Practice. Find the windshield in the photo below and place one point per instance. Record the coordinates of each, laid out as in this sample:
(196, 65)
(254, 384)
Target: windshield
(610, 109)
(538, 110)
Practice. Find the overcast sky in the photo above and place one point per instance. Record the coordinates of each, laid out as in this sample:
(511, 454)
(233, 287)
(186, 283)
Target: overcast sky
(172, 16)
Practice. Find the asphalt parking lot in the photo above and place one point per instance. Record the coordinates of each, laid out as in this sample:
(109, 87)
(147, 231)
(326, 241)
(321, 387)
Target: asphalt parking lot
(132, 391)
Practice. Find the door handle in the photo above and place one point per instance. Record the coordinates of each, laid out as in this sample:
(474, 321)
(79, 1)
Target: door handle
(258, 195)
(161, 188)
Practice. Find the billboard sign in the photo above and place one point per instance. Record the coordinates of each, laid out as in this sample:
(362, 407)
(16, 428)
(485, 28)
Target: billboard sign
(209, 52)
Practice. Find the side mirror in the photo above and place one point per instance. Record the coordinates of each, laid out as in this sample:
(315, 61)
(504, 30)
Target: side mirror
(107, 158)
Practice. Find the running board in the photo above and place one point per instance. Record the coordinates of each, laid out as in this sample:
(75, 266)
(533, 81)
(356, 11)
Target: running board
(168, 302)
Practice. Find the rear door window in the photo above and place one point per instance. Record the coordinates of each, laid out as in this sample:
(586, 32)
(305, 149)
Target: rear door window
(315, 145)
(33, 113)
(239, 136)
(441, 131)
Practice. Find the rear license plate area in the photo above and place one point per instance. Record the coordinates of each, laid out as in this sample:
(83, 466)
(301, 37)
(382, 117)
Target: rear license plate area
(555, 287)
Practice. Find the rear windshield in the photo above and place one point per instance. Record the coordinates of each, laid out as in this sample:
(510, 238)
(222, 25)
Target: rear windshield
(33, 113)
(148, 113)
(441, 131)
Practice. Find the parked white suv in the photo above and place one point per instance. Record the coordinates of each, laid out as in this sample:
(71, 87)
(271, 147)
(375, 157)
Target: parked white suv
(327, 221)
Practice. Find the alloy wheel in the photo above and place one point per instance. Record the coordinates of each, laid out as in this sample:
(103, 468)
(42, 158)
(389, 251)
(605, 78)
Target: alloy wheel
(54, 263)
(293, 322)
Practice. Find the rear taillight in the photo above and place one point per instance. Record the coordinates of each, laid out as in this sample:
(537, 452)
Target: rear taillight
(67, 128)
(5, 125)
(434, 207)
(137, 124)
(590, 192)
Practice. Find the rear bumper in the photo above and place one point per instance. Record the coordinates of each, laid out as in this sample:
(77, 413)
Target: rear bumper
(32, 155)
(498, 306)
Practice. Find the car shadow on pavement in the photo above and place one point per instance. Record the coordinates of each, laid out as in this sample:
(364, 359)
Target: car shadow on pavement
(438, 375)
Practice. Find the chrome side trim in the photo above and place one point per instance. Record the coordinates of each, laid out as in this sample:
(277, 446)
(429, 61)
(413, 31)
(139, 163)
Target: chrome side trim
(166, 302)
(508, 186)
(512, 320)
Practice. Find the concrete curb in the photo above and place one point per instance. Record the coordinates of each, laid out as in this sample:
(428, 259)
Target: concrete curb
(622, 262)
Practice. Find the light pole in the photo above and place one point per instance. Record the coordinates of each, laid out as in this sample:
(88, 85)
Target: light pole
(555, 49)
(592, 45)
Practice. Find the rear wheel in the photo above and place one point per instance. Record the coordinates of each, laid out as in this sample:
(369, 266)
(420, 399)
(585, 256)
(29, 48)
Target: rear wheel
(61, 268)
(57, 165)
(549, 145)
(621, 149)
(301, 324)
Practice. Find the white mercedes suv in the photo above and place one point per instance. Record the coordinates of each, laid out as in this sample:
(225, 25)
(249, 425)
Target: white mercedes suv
------------
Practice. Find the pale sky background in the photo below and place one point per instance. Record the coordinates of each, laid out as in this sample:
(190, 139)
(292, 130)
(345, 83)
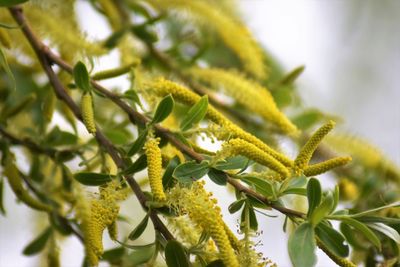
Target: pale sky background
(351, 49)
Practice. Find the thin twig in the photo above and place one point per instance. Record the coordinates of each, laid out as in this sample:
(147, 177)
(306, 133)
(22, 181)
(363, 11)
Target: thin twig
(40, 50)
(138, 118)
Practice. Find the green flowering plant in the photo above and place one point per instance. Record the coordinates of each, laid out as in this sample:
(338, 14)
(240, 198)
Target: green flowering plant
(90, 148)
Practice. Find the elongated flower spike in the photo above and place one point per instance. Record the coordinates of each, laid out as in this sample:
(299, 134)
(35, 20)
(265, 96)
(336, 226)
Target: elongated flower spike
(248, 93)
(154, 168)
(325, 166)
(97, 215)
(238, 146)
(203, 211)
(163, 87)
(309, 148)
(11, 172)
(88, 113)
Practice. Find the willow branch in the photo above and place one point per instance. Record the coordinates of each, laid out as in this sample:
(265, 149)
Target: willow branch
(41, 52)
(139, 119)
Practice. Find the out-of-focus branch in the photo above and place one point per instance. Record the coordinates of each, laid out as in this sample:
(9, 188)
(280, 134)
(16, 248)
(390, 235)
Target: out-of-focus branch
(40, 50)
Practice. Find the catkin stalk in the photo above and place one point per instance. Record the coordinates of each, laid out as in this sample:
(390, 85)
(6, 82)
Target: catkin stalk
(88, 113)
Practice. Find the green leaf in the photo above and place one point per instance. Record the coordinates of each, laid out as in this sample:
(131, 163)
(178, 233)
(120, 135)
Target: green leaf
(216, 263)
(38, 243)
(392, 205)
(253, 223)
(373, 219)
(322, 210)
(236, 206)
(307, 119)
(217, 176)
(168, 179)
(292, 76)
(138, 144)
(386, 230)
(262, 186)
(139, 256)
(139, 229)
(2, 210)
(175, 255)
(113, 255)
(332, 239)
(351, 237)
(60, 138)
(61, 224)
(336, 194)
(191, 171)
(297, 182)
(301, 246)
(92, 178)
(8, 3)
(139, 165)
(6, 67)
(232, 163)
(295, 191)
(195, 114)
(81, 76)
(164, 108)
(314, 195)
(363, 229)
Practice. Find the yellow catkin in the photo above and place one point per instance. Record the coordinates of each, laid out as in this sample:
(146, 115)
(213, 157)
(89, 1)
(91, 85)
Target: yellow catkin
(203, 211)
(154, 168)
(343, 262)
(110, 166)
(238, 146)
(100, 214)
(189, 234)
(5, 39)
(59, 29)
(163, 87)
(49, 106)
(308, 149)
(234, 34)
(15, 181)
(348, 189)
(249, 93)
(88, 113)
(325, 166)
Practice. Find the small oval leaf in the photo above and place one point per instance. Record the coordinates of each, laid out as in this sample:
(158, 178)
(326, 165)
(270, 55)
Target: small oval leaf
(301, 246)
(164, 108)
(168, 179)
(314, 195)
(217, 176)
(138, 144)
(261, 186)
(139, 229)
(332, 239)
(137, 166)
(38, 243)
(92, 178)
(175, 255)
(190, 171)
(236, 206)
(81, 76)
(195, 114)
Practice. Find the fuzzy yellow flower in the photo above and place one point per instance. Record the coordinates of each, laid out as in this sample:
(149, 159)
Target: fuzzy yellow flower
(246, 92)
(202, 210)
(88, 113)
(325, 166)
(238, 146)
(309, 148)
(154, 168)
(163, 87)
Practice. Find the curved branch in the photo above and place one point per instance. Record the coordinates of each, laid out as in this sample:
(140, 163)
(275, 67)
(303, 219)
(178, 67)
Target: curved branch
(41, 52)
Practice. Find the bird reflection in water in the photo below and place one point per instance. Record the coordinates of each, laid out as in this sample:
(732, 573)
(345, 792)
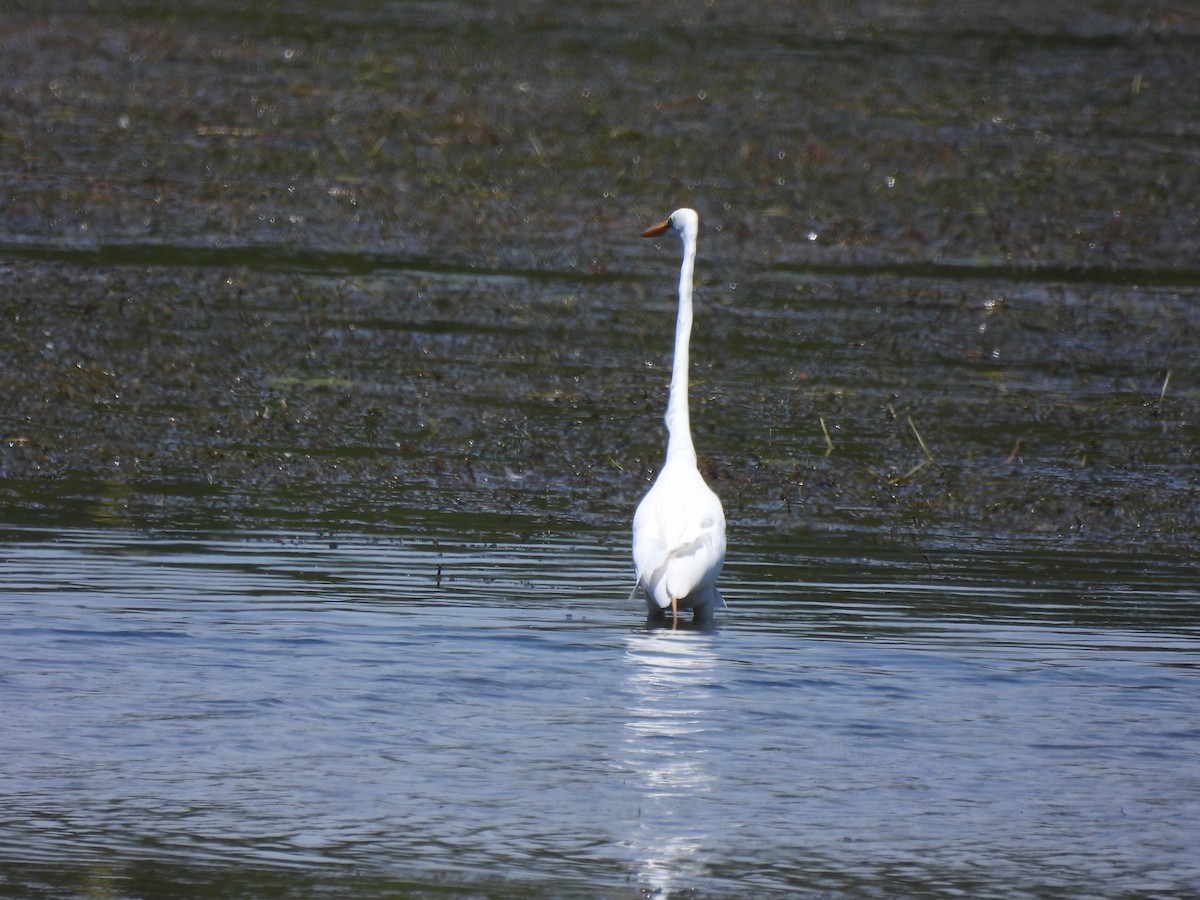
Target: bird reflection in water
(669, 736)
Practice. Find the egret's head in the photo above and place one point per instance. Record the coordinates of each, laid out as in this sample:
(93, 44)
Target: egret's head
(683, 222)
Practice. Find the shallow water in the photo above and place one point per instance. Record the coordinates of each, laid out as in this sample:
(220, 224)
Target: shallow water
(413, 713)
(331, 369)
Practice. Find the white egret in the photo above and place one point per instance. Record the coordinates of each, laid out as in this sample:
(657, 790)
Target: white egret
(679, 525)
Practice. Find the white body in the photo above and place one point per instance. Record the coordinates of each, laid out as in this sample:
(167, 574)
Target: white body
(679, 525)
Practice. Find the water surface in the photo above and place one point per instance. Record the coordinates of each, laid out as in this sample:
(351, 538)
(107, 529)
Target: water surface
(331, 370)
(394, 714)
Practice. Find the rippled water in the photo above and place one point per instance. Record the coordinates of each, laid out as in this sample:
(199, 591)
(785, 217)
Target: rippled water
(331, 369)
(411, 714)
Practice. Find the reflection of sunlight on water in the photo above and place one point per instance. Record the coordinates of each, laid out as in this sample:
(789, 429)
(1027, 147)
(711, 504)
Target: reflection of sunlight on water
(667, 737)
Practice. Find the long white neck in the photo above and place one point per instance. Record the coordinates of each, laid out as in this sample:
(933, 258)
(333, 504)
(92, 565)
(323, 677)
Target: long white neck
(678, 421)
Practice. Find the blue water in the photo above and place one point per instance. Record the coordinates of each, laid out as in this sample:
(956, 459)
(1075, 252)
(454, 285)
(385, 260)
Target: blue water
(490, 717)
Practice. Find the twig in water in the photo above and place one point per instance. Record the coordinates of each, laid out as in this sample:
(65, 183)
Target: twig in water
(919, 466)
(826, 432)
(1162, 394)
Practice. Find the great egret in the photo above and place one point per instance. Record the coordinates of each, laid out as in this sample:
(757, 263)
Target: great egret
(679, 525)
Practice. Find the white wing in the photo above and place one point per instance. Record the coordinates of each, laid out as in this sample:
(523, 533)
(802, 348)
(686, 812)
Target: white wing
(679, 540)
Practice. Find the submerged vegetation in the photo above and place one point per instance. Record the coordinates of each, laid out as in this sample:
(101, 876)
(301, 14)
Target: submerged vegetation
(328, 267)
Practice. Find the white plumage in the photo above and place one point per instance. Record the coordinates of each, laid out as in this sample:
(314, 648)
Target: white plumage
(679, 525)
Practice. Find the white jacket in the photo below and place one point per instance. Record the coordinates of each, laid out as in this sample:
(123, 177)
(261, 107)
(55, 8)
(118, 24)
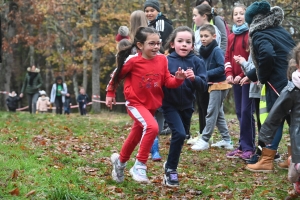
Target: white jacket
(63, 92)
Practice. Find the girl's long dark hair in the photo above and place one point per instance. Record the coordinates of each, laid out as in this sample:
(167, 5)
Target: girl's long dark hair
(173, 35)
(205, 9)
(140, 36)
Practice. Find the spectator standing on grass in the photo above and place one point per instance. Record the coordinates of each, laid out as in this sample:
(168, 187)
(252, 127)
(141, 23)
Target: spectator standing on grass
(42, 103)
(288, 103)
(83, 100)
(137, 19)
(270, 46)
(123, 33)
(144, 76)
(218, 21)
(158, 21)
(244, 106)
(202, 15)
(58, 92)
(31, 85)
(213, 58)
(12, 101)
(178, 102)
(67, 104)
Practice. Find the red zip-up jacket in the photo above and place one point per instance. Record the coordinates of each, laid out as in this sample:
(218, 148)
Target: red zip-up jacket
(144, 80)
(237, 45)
------------
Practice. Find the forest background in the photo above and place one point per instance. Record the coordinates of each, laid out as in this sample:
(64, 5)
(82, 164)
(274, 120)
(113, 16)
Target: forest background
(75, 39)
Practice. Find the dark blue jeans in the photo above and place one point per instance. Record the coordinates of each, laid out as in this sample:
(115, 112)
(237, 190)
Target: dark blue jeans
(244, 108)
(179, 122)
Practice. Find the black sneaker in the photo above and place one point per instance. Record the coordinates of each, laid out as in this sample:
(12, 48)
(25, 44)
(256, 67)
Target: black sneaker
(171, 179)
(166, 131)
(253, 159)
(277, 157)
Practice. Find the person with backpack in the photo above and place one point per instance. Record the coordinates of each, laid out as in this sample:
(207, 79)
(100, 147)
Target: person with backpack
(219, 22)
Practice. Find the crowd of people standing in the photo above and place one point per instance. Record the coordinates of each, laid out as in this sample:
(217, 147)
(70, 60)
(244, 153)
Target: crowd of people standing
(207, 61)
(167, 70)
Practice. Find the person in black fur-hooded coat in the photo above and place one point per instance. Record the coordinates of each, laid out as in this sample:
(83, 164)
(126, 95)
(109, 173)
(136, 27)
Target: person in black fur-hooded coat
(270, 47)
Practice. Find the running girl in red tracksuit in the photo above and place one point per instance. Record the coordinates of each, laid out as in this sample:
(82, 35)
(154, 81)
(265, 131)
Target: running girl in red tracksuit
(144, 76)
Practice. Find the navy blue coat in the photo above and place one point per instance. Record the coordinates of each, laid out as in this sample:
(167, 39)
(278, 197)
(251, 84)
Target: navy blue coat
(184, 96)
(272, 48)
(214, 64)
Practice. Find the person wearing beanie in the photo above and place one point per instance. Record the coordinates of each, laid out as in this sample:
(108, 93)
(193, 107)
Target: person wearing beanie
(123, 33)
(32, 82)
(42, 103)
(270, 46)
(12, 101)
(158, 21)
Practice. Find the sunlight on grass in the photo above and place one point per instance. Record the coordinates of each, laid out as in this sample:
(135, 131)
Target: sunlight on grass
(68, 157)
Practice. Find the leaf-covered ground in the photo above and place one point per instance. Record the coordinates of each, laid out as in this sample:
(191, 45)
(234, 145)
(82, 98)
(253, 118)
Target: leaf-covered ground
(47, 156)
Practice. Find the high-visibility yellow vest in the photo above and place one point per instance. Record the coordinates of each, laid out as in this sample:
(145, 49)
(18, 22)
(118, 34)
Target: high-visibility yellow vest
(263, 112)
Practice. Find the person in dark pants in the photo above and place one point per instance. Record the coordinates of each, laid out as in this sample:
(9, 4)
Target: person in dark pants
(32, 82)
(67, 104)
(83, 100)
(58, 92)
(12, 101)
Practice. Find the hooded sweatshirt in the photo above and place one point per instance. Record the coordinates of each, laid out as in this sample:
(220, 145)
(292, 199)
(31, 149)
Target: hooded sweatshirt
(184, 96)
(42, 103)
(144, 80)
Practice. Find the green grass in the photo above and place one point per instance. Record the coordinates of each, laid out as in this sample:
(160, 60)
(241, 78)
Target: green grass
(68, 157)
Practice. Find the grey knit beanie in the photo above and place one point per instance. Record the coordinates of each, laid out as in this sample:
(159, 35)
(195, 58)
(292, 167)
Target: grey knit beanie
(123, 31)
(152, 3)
------------
Count the lines in the records above that contain the string "small", treating uppercase and lowercase letters as distinct. Give only the number.

- Completed task:
2